▶ **Given text**
***

Thursday, 22 March 2018

Precipitation in HadISD

We have included precipitation accumulations in HadISD since its launch (netCDF field “precip1_depth”), as this information is used as part of the quality control suite to check for high humidity periods in the dewpoint depression check.  We wanted to make the HadISD fully traceable, so that users could check our quality control decisions for themselves, should they wish to.  These precipitation accumulations are not quality controlled and so we have urged users to take care when using these data in their analyses.  

In the ISD data format there are four possible entries for the precipitation data.  These are indicated by character code “AA1” to “AA4”.  Each of these has period, depth, condition and quality entries.  To assist in the quality control of the dewpoint temperature fields, we extracted the first of these four precipitation fields.  The netCDF names we assigned these variables are “precip1_depth” and “precip1_period”, as these were from the first ISD precipitation field.   

Recently, Kimberly Channell of the Great Lakes Integrated Sciences and Assessments at the University of Michigan highlighted a confusion with the description of the precip1_depth field in the netCDF files.  The metadata for versions up to and including v2.0.2.2017p states “Depth of Precipitation Reported over time period”. This, combined with the hourly time stamps, could easily result in an assumption that the precip1_depth field only contains hourly accumulations.  Furthermore, our naming of the netCDF variable inadvertently supports this interpretation, that the “1” in the “precip1_depth” suggests hourly accumulation values.  Unfortunately, neither of these are the case.

***

▶ **Data**

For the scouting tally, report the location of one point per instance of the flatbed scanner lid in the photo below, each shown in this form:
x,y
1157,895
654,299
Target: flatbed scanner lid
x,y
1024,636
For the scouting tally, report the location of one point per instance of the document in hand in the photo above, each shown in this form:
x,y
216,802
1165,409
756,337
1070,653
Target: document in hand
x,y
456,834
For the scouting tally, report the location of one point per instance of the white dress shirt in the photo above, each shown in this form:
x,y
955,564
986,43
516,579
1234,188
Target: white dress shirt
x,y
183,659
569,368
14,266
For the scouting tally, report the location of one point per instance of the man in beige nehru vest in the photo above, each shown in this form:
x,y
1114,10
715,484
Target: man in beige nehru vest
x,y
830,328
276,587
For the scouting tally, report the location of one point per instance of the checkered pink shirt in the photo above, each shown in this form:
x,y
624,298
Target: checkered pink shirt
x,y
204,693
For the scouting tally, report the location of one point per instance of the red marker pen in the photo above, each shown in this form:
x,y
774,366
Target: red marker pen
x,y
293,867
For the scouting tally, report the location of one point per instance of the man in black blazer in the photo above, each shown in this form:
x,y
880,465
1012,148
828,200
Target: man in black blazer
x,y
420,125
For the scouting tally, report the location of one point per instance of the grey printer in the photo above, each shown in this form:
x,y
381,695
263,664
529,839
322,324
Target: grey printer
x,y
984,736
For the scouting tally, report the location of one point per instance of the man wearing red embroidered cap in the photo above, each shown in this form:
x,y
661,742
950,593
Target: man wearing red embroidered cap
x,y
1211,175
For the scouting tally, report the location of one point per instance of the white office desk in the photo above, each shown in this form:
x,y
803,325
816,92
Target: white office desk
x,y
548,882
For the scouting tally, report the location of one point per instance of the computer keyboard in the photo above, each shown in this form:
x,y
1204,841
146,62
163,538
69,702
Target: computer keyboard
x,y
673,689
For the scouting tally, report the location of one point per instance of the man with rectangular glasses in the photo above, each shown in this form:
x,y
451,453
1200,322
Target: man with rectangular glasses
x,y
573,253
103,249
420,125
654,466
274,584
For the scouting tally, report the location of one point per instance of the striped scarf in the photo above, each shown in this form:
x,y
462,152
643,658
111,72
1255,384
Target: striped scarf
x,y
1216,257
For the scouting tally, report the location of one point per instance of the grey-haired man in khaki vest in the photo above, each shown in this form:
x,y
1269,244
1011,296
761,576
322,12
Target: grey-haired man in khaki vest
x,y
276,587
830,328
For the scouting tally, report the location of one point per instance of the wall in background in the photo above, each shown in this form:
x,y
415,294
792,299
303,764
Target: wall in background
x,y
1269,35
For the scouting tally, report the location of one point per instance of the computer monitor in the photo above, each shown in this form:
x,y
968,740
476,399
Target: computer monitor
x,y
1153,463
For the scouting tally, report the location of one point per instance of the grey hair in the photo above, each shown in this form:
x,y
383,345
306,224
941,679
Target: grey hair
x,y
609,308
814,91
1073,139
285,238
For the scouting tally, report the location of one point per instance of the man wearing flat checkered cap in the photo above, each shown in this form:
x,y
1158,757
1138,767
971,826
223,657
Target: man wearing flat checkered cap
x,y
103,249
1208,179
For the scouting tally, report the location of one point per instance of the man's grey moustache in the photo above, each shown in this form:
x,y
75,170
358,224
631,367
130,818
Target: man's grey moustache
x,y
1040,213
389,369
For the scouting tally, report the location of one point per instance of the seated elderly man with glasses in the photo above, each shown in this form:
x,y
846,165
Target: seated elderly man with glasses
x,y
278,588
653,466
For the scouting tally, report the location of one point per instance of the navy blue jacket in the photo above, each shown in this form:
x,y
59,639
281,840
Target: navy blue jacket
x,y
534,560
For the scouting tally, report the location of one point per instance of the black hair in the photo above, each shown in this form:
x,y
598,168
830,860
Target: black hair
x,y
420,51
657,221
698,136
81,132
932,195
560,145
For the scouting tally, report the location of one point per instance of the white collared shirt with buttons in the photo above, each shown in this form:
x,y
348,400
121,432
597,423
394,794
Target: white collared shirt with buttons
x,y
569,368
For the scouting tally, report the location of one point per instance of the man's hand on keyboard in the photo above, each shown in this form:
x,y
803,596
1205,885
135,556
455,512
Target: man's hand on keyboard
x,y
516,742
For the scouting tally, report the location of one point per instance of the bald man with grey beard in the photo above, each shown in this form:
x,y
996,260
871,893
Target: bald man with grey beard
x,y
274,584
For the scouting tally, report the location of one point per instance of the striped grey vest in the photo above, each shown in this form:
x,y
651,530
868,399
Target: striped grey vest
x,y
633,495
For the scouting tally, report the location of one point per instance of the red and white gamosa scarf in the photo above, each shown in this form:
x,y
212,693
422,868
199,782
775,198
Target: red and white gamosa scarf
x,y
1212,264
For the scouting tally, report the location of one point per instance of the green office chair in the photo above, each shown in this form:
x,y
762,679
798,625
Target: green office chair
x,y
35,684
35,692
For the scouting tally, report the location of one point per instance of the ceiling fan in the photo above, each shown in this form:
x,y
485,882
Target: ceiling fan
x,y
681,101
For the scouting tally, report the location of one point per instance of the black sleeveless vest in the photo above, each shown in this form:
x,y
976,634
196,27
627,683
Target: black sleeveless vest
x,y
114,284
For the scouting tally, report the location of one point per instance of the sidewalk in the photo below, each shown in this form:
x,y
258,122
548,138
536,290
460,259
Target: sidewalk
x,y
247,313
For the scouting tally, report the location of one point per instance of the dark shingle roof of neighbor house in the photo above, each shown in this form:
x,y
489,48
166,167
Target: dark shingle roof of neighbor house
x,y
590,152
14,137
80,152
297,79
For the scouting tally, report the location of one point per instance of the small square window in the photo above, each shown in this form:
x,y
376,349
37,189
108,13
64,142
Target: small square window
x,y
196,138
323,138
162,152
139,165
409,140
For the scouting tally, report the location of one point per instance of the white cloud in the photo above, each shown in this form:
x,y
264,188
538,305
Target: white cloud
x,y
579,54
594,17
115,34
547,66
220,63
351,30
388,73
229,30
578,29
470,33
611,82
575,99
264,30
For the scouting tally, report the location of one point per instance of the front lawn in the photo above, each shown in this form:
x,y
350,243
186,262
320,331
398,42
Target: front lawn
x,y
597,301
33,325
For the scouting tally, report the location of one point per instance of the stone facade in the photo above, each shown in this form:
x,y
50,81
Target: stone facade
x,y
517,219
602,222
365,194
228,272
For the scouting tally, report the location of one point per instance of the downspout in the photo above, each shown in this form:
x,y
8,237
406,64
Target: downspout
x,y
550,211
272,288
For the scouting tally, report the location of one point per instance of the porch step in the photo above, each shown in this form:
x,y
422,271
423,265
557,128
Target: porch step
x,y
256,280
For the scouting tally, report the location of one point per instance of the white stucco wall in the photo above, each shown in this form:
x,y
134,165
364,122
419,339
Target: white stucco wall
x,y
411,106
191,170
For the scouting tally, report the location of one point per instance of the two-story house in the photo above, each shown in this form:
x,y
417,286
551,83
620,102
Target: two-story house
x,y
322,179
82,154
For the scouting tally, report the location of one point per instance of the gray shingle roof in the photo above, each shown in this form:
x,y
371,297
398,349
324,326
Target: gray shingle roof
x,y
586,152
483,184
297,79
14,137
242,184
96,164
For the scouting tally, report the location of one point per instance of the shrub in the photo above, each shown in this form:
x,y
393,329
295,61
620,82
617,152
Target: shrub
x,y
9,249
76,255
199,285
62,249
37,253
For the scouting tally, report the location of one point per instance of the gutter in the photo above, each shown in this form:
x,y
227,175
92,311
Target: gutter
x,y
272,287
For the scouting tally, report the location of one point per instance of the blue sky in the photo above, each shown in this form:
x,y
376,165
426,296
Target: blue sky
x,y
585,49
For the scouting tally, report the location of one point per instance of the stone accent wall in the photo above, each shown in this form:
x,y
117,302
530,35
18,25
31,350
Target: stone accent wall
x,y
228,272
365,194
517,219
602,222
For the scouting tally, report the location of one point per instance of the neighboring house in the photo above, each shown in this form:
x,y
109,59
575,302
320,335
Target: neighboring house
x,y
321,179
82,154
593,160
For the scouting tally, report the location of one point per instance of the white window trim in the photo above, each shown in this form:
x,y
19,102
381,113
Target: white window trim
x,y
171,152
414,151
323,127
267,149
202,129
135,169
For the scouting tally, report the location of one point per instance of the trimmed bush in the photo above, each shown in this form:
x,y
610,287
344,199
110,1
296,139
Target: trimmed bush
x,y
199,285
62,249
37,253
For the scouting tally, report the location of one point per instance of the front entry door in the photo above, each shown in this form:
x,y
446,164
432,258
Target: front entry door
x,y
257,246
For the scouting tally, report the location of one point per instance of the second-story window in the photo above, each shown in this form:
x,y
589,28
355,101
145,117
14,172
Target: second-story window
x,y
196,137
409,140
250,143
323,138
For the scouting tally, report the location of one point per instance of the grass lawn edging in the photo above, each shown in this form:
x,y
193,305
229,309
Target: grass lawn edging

***

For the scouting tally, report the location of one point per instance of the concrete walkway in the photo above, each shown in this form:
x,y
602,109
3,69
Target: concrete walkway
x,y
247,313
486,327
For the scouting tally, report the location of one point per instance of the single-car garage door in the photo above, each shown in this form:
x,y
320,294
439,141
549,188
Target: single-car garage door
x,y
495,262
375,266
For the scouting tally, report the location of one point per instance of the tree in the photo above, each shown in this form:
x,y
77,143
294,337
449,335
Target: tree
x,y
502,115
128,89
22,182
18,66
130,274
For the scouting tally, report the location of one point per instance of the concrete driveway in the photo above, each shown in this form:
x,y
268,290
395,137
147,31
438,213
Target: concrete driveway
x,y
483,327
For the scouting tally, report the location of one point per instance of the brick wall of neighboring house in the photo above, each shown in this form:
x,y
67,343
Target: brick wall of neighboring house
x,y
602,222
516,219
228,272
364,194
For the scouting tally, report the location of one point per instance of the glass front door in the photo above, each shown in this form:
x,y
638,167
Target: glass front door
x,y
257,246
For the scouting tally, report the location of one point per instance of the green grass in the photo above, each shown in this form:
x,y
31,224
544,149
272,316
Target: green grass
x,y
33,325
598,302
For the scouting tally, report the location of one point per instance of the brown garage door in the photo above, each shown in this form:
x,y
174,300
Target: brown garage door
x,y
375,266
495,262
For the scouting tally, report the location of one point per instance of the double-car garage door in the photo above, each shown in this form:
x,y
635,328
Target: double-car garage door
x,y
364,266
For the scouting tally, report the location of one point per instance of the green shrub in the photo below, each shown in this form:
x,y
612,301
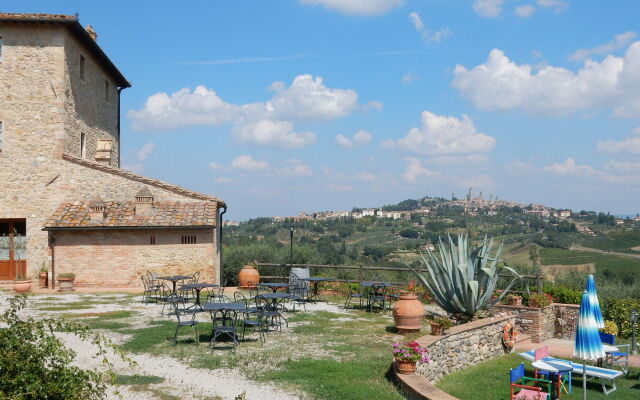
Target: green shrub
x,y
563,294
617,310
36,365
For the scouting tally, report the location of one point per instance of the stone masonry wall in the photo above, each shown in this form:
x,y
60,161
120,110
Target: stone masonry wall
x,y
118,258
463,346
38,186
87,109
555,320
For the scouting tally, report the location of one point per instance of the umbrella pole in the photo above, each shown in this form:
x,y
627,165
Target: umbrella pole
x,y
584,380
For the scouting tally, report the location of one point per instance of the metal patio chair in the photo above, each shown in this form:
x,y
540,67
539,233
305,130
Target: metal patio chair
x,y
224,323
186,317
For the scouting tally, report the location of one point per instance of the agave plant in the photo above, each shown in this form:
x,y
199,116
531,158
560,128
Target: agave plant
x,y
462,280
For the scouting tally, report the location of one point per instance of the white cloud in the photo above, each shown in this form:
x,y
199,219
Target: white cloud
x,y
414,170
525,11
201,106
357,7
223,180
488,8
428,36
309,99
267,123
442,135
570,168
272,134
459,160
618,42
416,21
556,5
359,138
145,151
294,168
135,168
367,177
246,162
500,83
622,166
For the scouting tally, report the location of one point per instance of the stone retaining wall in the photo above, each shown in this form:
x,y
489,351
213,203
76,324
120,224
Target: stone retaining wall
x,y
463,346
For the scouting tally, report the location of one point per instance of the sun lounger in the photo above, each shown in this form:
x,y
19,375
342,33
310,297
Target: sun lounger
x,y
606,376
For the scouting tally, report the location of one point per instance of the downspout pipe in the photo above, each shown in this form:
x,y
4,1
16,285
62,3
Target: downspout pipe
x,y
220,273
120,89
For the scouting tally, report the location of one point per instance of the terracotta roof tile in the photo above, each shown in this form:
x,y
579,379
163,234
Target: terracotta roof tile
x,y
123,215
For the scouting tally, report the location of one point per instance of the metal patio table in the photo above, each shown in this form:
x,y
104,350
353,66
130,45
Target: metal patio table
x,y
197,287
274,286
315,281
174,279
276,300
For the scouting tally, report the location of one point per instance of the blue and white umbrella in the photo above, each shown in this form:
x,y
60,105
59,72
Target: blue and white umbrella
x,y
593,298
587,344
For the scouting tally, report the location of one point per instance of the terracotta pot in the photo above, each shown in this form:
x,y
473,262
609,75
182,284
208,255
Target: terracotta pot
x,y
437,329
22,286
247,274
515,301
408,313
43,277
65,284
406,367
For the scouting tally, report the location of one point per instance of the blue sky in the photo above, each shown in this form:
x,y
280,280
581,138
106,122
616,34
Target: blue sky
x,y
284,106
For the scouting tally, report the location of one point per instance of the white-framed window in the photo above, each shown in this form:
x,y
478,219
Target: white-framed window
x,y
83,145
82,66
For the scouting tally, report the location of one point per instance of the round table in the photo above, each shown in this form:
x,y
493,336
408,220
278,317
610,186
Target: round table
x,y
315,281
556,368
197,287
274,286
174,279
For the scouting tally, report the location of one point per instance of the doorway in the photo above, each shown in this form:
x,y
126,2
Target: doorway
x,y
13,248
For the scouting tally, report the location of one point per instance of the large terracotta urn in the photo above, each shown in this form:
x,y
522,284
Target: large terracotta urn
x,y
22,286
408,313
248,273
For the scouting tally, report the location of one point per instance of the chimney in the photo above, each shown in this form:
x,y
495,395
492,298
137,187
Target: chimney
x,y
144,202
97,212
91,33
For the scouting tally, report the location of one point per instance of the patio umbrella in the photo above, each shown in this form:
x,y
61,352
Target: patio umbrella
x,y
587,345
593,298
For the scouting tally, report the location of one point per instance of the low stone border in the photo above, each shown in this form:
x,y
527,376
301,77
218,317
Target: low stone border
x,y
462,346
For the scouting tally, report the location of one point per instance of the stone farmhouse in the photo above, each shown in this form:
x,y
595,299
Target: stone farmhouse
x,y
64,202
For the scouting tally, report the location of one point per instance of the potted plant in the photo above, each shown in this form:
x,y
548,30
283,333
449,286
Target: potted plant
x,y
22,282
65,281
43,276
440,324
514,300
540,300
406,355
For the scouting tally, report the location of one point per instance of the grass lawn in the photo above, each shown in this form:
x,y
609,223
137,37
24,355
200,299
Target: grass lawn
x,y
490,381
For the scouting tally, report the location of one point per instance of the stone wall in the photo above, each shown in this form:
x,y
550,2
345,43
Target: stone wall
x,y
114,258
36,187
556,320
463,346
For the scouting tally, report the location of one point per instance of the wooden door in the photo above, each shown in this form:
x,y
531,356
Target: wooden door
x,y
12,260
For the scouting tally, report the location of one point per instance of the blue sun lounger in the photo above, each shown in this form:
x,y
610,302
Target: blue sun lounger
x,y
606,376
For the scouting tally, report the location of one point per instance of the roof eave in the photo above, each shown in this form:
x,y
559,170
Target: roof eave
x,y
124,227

***

▶ **What to do**
[A] Answer these questions from the HadISD precipitation text, one answer a line, marked to match:
(i) Which netCDF field holds the precipitation accumulations?
(ii) Which character codes mark the four possible precipitation entries in the ISD data format?
(iii) Who pointed out the confusion over the description of the precip1_depth field?
[B] Using the HadISD precipitation text, explain in one to three sentences why precipitation accumulations have been included in HadISD since its launch.
[C] Extend the HadISD precipitation text from where it stops.
The material is not needed for what follows.

▶ **Per-task answers**
[A]
(i) "precip1_depth"
(ii) "AA1" to "AA4"
(iii) Kimberly Channell of the Great Lakes Integrated Sciences and Assessments at the University of Michigan

[B] The quality control suite uses them in the dewpoint depression check to find periods of high humidity. They were also kept so that HadISD would be fully traceable, letting users check the quality control decisions for themselves.

[C]
The accumulation period for the precip1_depth is given by the precip1_period.  Even if there are timestamps every hour, the accumulation period may be a mix of time periods (from hourly to daily). We now appreciate that the metadata for these two variables could have been clearer, and that our chosen naming could be confusing, especially without knowledge of the ISD naming conventions.  We apologise to users if these issues have caused problems with their analyses.  To properly use the precipitation information, the depth information should be combined with the period.

Within one of the ISD precipitation fields, it is possible to have a number of accumulation periods, rather than just a single one across the entire length of the station record.  The ISD is itself made up of a number of underlying databases, drawing observations from across a variety of observation networks (e.g. SYNOP, METAR, GTS).  Each of these may have a different accumulation period, and also conventions as to the time of observation of e.g. 24 hour accumulations (and to which day these are assigned).  These have been combined together to form threaded records for single station locations where possible during both the ISD and HadISD development.

It may be that a station report type (e.g. GTS) was the primary source in the early period (e.g. filling AA1), but that for a later period, a different source with a different standard accumulation period has a higher priority in a merging process, and so supersedes this.  Therefore, at observation times where both sources have data, this could move the hourly accumulations down into the later precipitation fields (AA2-4), resulting in the interleaving of the different accumulation periods in the first entry.  The example station in Figure 1 exhibits behaviour consistent with this.  It is possible that further hourly accumulation values are


present in AA2-4 of the ISD file for this station, but as we have not extracted those, they are not available to users of the HadISD at this time.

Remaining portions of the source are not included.